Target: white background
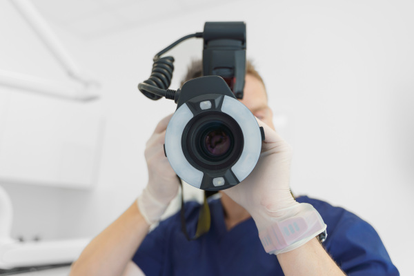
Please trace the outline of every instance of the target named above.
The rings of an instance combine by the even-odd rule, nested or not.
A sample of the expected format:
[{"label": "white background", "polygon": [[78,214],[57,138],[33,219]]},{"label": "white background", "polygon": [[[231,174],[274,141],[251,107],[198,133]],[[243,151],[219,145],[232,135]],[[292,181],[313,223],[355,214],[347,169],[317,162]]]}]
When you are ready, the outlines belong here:
[{"label": "white background", "polygon": [[[402,275],[414,273],[412,1],[106,2],[103,12],[92,0],[34,1],[72,56],[101,82],[101,99],[85,108],[100,112],[105,131],[90,190],[1,183],[13,202],[14,237],[92,237],[119,215],[145,186],[145,142],[175,110],[172,101],[151,101],[136,88],[149,77],[152,57],[202,31],[206,21],[244,21],[248,56],[266,84],[278,131],[294,148],[293,193],[370,222]],[[89,13],[82,17],[79,10]],[[0,21],[2,69],[66,79],[7,1],[0,1]],[[171,88],[179,88],[186,65],[201,52],[196,39],[171,51]],[[22,92],[0,90],[0,108],[15,93]]]}]

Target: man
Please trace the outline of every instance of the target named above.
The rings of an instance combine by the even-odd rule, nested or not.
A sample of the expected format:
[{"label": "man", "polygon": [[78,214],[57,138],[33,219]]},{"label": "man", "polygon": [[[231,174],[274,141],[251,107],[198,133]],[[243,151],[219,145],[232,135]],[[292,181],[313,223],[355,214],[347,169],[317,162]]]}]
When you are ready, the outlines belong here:
[{"label": "man", "polygon": [[[186,80],[201,75],[194,63]],[[188,241],[179,214],[148,234],[179,185],[164,156],[163,145],[171,115],[157,126],[146,144],[148,182],[136,202],[96,237],[74,263],[71,275],[398,275],[375,230],[344,209],[307,197],[294,199],[289,188],[291,148],[275,132],[263,81],[247,64],[244,97],[240,100],[258,118],[266,139],[257,165],[241,183],[210,200],[210,230]],[[315,235],[294,248],[268,254],[258,235],[275,221],[293,217],[308,206],[319,212],[328,236]],[[190,235],[195,233],[200,205],[186,204]],[[332,257],[331,257],[332,256]]]}]

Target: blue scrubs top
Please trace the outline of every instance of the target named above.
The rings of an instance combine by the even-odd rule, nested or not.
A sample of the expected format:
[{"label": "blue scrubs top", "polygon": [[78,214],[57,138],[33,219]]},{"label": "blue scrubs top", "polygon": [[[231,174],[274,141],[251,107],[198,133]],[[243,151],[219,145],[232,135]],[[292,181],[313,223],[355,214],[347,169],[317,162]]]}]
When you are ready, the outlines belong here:
[{"label": "blue scrubs top", "polygon": [[[298,202],[312,204],[326,224],[323,244],[348,275],[399,275],[374,228],[339,207],[302,196]],[[132,261],[151,275],[283,275],[277,258],[264,251],[257,228],[250,218],[228,231],[219,199],[209,201],[210,231],[188,241],[181,230],[179,212],[145,237]],[[185,205],[187,230],[195,233],[200,205]]]}]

**********

Оформите строки всех записей выше в виде нумерованного списка, пропустив пустые строки. Изображения в ответ не включайте.

#### [РЕЗУЛЬТАТ]
1. Target: white background
2. Please trace the outline of every instance of the target named above.
3. The rings of an instance combine by the even-odd rule, nested or not.
4. A sample of the expected format:
5. [{"label": "white background", "polygon": [[78,214],[57,138],[33,219]]},{"label": "white background", "polygon": [[[231,174],[274,141],[251,107],[198,133]],[[243,151],[219,145],[232,135]],[[292,181],[313,223],[355,214],[347,169],[317,162]]]}]
6. When you are ready, the outlines belong here:
7. [{"label": "white background", "polygon": [[[402,275],[414,273],[412,1],[106,2],[103,12],[92,0],[34,1],[72,56],[101,82],[101,99],[85,108],[100,112],[105,131],[90,190],[1,183],[13,202],[14,237],[92,237],[119,215],[145,186],[145,142],[175,110],[172,101],[151,101],[136,88],[149,77],[152,57],[202,31],[206,21],[244,21],[248,56],[266,84],[278,131],[294,148],[293,193],[370,222]],[[89,13],[82,17],[79,10]],[[0,21],[2,69],[66,79],[7,1],[0,1]],[[171,88],[179,88],[186,65],[201,52],[196,39],[171,51]],[[22,92],[0,90],[0,108],[15,93]]]}]
8. Target: man
9. Please trace the outline of every instance of the target named above.
10. The rings of an instance combine by the even-odd rule, nested or not.
11. A sample of the expected format:
12. [{"label": "man", "polygon": [[78,214],[57,138],[33,219]]},{"label": "man", "polygon": [[[231,174],[274,141],[251,107],[198,133]],[[243,151],[219,145],[232,135]],[[292,181],[313,223],[355,214],[347,169],[317,162]]]}]
13. When you are ready, the outlines belong here:
14. [{"label": "man", "polygon": [[[186,80],[201,75],[194,63]],[[188,241],[179,214],[148,234],[179,185],[164,156],[163,145],[171,115],[157,126],[146,144],[148,182],[136,202],[96,237],[74,263],[71,275],[398,275],[375,230],[344,209],[307,197],[294,199],[289,188],[291,148],[275,132],[263,81],[247,64],[244,97],[240,100],[258,118],[266,139],[257,165],[241,183],[210,200],[210,230]],[[315,235],[294,248],[268,254],[258,235],[275,221],[293,217],[308,206],[319,212],[328,236]],[[190,235],[195,233],[200,205],[186,204]],[[332,257],[331,257],[332,256]]]}]
15. Target: blue scrubs top
16. Please trace the outline of every instance of the target named above.
17. The rings of an instance combine by the even-odd rule, nested or not.
18. A sample of the expected format:
19. [{"label": "blue scrubs top", "polygon": [[78,214],[57,138],[33,219]]},{"label": "blue scrubs top", "polygon": [[[231,174],[274,141],[251,107],[198,133]],[[243,151],[219,145],[232,135]],[[292,181],[313,223],[355,214],[347,169],[317,162]]]}]
20. When you are ready, the outlines belong here:
21. [{"label": "blue scrubs top", "polygon": [[[298,202],[312,204],[326,224],[323,244],[348,275],[399,275],[374,228],[339,207],[302,196]],[[132,261],[151,275],[283,275],[277,258],[264,251],[257,228],[250,218],[228,231],[219,199],[209,201],[210,231],[188,241],[181,230],[179,212],[145,237]],[[185,205],[187,230],[195,233],[200,205]]]}]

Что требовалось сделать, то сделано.